_Stored items:_
· · ·
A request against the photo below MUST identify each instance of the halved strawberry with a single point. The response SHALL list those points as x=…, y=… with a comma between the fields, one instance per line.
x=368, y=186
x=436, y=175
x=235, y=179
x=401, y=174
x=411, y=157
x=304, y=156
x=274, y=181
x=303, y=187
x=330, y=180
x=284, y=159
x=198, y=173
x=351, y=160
· · ·
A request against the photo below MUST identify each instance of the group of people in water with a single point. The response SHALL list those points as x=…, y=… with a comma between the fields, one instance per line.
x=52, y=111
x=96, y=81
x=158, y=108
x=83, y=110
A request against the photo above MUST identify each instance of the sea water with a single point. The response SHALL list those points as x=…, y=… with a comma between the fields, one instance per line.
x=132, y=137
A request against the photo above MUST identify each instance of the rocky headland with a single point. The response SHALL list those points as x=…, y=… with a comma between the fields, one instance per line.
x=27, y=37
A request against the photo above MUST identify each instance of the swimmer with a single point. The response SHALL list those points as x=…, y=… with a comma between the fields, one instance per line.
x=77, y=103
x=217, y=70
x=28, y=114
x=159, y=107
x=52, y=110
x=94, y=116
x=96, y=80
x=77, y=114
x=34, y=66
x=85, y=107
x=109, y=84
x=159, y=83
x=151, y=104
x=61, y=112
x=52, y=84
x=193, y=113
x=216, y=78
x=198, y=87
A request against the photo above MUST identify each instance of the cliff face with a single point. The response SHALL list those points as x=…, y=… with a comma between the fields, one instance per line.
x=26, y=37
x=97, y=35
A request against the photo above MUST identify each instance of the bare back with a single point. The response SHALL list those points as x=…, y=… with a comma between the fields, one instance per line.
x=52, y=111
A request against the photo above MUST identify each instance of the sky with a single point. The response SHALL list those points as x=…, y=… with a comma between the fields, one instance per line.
· · ·
_Work instructions:_ Can you reproduce, word for word, the part above that opens with the line containing "of the halved" and closes with the line containing "x=351, y=160"?

_Solution to the exercise:_
A request against the photo below MUST identify each instance of the halved strawberry with a single point. The response SHALL list those points as x=…, y=… with a comma between the fields, one instance per line.
x=368, y=186
x=436, y=175
x=235, y=179
x=401, y=174
x=411, y=157
x=304, y=156
x=274, y=181
x=303, y=187
x=330, y=180
x=284, y=159
x=198, y=173
x=351, y=160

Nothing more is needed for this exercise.